**Task instructions:**
Exact reproduction of all the entries is required, without any of their pictures.
::: Given records
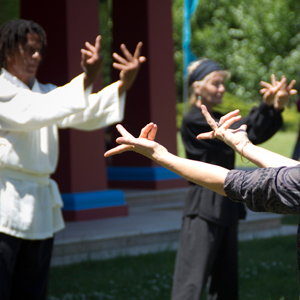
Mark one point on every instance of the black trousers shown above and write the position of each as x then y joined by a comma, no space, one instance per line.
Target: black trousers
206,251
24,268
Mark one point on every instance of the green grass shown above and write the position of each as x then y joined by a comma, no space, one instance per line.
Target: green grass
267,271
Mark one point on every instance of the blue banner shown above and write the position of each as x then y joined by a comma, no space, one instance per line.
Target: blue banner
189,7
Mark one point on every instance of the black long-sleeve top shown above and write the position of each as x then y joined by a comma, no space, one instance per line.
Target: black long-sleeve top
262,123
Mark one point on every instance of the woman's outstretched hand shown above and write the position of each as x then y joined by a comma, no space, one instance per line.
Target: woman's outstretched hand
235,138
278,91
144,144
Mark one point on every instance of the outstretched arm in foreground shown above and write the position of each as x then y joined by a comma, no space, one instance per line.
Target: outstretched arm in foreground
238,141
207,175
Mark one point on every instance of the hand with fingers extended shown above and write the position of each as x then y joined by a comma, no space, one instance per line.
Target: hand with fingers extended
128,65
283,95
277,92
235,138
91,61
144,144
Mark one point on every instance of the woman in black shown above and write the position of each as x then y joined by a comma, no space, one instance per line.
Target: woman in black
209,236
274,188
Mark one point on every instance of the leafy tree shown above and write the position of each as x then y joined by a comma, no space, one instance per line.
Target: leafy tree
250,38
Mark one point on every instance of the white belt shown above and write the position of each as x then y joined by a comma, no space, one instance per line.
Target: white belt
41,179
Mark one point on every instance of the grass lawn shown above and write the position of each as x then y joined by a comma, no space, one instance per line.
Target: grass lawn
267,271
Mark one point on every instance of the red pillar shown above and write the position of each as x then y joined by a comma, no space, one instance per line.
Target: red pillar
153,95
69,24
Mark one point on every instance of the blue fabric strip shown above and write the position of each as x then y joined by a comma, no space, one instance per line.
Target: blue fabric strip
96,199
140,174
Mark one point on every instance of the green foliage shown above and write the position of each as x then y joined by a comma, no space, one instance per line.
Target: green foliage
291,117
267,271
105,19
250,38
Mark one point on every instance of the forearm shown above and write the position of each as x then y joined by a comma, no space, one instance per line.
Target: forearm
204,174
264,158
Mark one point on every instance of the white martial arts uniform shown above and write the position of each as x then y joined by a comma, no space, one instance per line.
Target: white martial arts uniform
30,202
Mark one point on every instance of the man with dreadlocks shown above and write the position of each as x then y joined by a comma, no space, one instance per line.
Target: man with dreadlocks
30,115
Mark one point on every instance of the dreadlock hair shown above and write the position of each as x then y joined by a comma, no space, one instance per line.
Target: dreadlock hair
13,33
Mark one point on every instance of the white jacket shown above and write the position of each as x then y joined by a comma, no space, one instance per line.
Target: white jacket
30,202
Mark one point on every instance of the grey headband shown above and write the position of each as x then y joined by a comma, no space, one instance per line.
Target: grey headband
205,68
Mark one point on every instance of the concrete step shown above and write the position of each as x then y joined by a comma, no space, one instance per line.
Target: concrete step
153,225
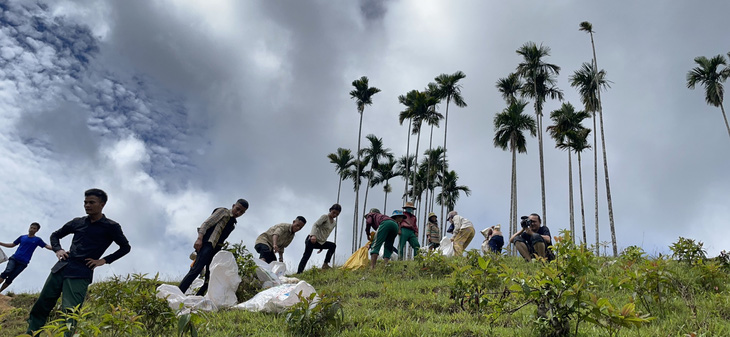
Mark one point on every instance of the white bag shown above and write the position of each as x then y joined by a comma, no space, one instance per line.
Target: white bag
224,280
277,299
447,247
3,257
::::::
**Output for this task:**
Mark one point on every instance of the black trousers shown above and write the position of each as x then y joined by a comma, no space, one instance per line.
Target: black trousers
206,251
24,268
Mark one point on every instance of the green grass shown above and write the position of each as x then y joined by a comma, no space, one instance per line.
Target: green grass
267,271
Mark one point on every instance of the blue banner shown above and write the position of each as x then y joined by a comma, no space, one instance per line.
Target: blue banner
189,7
Mark one point on every instance of the black long-sleeve top shown above and write the position of each as x then y joined by a comma, no space, one instance per line.
Target: black long-sleeve top
262,123
Mark one point on every instance of the woman's outstretched hand shown above and write the position of each as x then y joined by a comma, no space, one instance per line.
Target: woman's outstretched hand
235,138
278,91
144,144
Mark one point on every instance of the outstretched arm in foreground shown above and write the position of each as x then y joined by a comma, no space, one instance per line.
Target: outstretched arm in foreground
238,141
207,175
Mark one point on every instance of the hand with fingers extended shown above and write the position of each as x then y joined by a comma, no space, one instance per line.
Target: hand with fingers extended
128,65
283,95
277,92
235,138
91,61
144,144
Mark one point on every instance of the woman in black shown above and write the position of each as x then y joined by a comma, no space, one instance per line.
Target: woman in black
209,236
274,188
Mark one point on every instance of the leafy tree shown above and write the position of each as x then y joined by a comma, no space, one instance per line.
Target: leafy tree
250,38
Mark one point on every instance of the white belt shown above and write the position of each as x then y joined by a comma, no space, one instance per line.
Target: white belt
41,179
Mark one point on every instance of the grass lawn shown above and write the position of each as x then y joined by a comma, no space, one instance per line.
Target: grass lawn
267,271
Mark one point on every instance of the red pillar shown above and write the position of each as x then y joined by a comma, no space, one instance per line.
Target: red pillar
153,95
69,24
Mark one point on every instance of the blue fabric strip shown above and write the position of each as x then y joined by a comma, no space, one instance per line.
Target: blue fabric strip
96,199
140,174
Mark one point on every instance of the green foliage shown above and write the position of each as x then y joined by a comma, no space, one instance per line.
Target: green foliage
291,117
267,271
105,19
250,38
Mark one point on every instance of the forearm shown above and write the position of each as x then y joined by a comma, no space, one instance per line.
Target: forearm
204,174
264,158
Mark one point on every instance of the white martial arts uniform shown above and write the position of each as x then y joined by a comma, no space, one instance per line.
Target: white martial arts uniform
30,202
Mark one point on every instance of the man with dreadlocks shown above and write the position of each as x then y joined by a comma, no space, one instance per line.
Target: man with dreadlocks
30,115
Mark one point on every instance of the dreadlock hair shown above and write the position of each as x then y joined by a comma, no space, one instance per line.
Target: dreadlock hair
13,33
Mark one point on every instance of the white jacket shown above and write the position of each as x then y joined by a comma, no space, one instance per line.
Target: white jacket
30,202
Mark one point on every instance of the grey headband shown above and write the position of each as x then y joined by a comma, no space, one instance per line.
Target: grey headband
205,68
Mark one point on every instance of the concrete step shown above and write the position of each as x then y joined by a comma, no space, one instance per line.
Target: concrete step
153,225
Mark one point on every instance of the white bag shown above and write the position of each as x then y joined by a comma, no space, one instance per line.
Target: white bag
224,280
277,299
447,247
3,257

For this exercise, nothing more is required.